→ INFORMATION GIVEN:
::::

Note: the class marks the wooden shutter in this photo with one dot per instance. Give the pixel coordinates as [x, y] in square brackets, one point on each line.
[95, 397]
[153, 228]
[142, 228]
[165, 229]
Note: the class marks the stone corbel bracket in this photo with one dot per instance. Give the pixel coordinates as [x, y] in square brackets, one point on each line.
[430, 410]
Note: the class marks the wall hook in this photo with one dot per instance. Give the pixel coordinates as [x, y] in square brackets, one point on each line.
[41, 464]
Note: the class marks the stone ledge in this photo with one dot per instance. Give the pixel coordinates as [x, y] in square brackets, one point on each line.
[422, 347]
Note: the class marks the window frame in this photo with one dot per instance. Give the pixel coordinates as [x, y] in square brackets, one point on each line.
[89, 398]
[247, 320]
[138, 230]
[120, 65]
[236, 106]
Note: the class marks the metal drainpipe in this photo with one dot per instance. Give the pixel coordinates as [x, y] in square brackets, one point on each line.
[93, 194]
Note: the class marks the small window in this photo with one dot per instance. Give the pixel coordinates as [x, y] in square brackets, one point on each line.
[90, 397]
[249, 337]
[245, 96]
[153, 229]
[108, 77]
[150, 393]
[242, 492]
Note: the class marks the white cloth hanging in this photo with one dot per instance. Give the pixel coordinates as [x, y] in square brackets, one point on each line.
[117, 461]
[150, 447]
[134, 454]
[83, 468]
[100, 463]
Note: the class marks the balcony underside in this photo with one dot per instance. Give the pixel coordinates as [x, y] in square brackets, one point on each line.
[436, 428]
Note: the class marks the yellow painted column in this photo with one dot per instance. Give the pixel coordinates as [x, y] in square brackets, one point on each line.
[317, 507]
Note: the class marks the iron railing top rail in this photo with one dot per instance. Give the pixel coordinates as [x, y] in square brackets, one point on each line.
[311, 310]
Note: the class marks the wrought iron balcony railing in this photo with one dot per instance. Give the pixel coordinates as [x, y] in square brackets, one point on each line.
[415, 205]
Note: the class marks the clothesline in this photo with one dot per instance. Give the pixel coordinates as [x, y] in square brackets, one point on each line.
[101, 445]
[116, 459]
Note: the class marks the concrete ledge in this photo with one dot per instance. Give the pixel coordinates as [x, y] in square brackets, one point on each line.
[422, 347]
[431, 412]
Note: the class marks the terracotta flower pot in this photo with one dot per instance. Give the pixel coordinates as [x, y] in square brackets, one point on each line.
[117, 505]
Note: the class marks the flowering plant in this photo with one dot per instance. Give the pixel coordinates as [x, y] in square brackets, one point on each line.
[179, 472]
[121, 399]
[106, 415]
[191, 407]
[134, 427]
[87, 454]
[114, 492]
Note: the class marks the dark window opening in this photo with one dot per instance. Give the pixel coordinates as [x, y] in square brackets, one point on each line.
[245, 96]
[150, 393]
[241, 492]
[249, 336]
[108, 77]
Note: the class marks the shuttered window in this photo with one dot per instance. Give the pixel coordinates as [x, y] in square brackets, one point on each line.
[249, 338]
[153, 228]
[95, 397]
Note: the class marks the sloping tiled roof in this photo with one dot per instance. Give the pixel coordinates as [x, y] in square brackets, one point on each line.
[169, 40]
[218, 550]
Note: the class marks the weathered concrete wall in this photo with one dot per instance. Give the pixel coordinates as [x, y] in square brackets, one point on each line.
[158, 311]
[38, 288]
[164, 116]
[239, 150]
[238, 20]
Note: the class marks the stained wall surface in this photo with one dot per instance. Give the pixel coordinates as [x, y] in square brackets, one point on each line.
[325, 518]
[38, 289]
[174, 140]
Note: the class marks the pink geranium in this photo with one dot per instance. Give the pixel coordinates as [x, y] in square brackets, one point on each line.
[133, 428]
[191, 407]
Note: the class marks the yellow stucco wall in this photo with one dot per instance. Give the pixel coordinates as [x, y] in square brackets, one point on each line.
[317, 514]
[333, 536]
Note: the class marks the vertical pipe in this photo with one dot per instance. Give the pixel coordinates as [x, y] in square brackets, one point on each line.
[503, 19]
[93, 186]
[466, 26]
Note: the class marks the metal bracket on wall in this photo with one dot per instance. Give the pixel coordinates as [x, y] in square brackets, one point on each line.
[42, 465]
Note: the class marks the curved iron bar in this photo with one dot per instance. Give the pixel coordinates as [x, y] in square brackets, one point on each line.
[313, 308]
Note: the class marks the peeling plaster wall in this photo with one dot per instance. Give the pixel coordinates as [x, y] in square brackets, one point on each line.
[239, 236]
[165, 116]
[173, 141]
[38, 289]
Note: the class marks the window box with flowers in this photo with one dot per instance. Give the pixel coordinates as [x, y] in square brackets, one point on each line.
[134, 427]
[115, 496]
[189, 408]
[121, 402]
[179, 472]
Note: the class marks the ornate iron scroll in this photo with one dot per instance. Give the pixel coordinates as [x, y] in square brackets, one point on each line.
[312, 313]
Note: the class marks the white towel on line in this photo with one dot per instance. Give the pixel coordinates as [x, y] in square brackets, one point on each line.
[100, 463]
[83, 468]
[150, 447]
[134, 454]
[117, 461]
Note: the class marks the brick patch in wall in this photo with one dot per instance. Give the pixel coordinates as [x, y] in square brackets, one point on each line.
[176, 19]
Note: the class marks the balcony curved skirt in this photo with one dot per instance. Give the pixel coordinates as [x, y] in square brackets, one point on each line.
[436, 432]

::::

→ INSTRUCTIONS TO FOLLOW: Line by line, repeat everything in the records verbatim.

→ RESPONSE BELOW:
Note: the class marks the wooden shutter in this photo with one dot per instance. Give the pixel coordinates as [x, y] in square brackets, one point on each line.
[95, 397]
[153, 228]
[142, 228]
[165, 229]
Note: the class marks the stone corbel bracket in this photo with one dot per instance. Give the pixel coordinates as [x, y] in square brackets, one point on each line.
[430, 410]
Note: the class marks the wall hook in this photo with one dot per instance. Give the pixel coordinates as [x, y] in square brackets, one point on each line.
[41, 464]
Note: the class marks the stone ledge in this photo with one dot per instance. Give the pixel coordinates as [x, y] in square brackets, one point on each line.
[422, 347]
Note: the class marks the window frame in this photo with one dot per instance. Give the pixel coordinates as [x, y] in square brackets, one point on each line.
[89, 398]
[247, 320]
[138, 230]
[120, 65]
[236, 106]
Note: the class marks the metal drainpipe in this photo with one dot per instance. Give the pixel coordinates as [x, y] in square brackets, one point on each line.
[93, 194]
Note: the class marks the small window in this photo with one dot per instance. Give the pixel coordinates as [x, y] in square brackets, one point on each line.
[90, 397]
[249, 337]
[245, 96]
[153, 229]
[108, 77]
[150, 393]
[242, 492]
Note: the class marks the white cloth hanging in this photo with one dot per instance. Give the pixel coordinates as [x, y] in square brackets, one point on each line.
[117, 461]
[150, 447]
[134, 454]
[83, 468]
[100, 463]
Note: the class marks the balcony underside in this photo with one dot per instance. Give the pixel coordinates as [x, y] in square brackets, one point on each line.
[436, 428]
Note: the class marks the yellow painted column in this photo with one dot per instance. Give the pixel coordinates as [x, y] in square brackets, one point on each line.
[317, 507]
Note: the class marks the iron railing top rail in this photo with one dot per instance. Give the pixel coordinates as [x, y] in square brackets, one point on each line.
[311, 310]
Note: the class marks the wrought iron balcony railing in this photo with one dot per instance. Give the pixel coordinates as [x, y] in square brackets, one point on each line.
[415, 205]
Note: the class marks the clothesline in this photo with one dot per instance. Give the pixel coordinates as [x, y] in square brackets, one point on each line.
[101, 445]
[116, 459]
Note: the class marks the concrete ledge in this photo with one dot per instance. Give the pixel coordinates as [x, y] in square brackets, one point on each line.
[422, 347]
[431, 412]
Note: the class marks the terracotta flower pot in this photo with one dot per instance. Give the pixel coordinates as [x, y] in square brackets, one point on each line.
[117, 505]
Note: the class marks the flowering plant in this photo with one dot per instance. Give the pixel coordinates as [x, y] in square brackets, one point on each line.
[179, 472]
[121, 399]
[106, 415]
[191, 407]
[134, 427]
[87, 454]
[114, 492]
Note: the class marks the dark window opening in this photo with one dot per instance. Give the pixel coordinates as [x, y] in square brackets, one point on each line.
[245, 96]
[150, 393]
[241, 492]
[249, 336]
[108, 77]
Note: the class marks the shuttered window in this photo with one dot per instance. Give the pixel coordinates as [x, y] in square brackets, one point on each line.
[249, 338]
[153, 228]
[95, 397]
Note: the class marks the sloping tiled roof in this photo with one dot per instance. Give the pixel coordinates as [x, y] in square brackets, one point on each line.
[169, 40]
[218, 550]
Note: the class marks the weathered concrete wall in this photo with one dot per instance. Give the pixel coordinates as [x, y] in square brackets, one point on each line.
[158, 311]
[38, 288]
[164, 116]
[239, 150]
[238, 20]
Note: the class marks the stained wall surface in this photo with one dot per instance. Give the pixel coordinates as [x, y] in square brackets, one point on each line.
[325, 518]
[38, 289]
[174, 140]
Note: the class marks the pink geranium in this photo with one dot per instance. Give the pixel coordinates as [x, y] in square brackets, one point on each line.
[133, 428]
[191, 407]
Note: the class marks the yellow stucco wall in this photo with one dot per instance. Give the pixel coordinates as [x, y] in square brackets, one point on each line.
[317, 514]
[333, 536]
Note: the class marks the vertical pipe in this photo with one dot per instance. Give the pixel coordinates as [x, y] in square brackets, one point on each line.
[503, 19]
[93, 186]
[466, 26]
Note: the class marks the metal bracket on wall in this photo with one dot per instance. Give the pixel coordinates as [x, y] in square brackets, one point on each line.
[42, 465]
Note: the class marks the curved iron bar in this photo with one dot per instance. Give the pixel coordinates as [x, y] in square brackets, one point on each line.
[313, 308]
Note: the class marks the peeling plaster wall in this photo with one dot per instance. Give the pixel coordinates as [x, y] in square brackets, one point on each line.
[239, 236]
[165, 116]
[173, 141]
[38, 289]
Note: the class marks the window box with flowers in this photo with one dot per instance. Give the pixel coordinates as [x, y] in square brackets, one point on each line.
[134, 427]
[115, 496]
[189, 408]
[121, 402]
[179, 472]
Note: the class marks the ornate iron scroll in this photo with one dot per instance. Give the pixel coordinates as [x, y] in square brackets, one point on each line.
[312, 313]
Note: the class marks the white towel on line in this photo with one dot per instance. Give the pixel coordinates as [x, y] in square brackets, one point on each line.
[100, 463]
[83, 468]
[150, 447]
[134, 454]
[117, 461]
Note: the class marks the brick patch in wall in this photo with one dot per instance. Give the pixel coordinates as [x, y] in square brackets, one point on each line.
[176, 19]
Note: the class marks the balcony curved skirt in this photo with one dot per instance. Give the pixel coordinates as [x, y] in square brackets, one point on each line.
[436, 432]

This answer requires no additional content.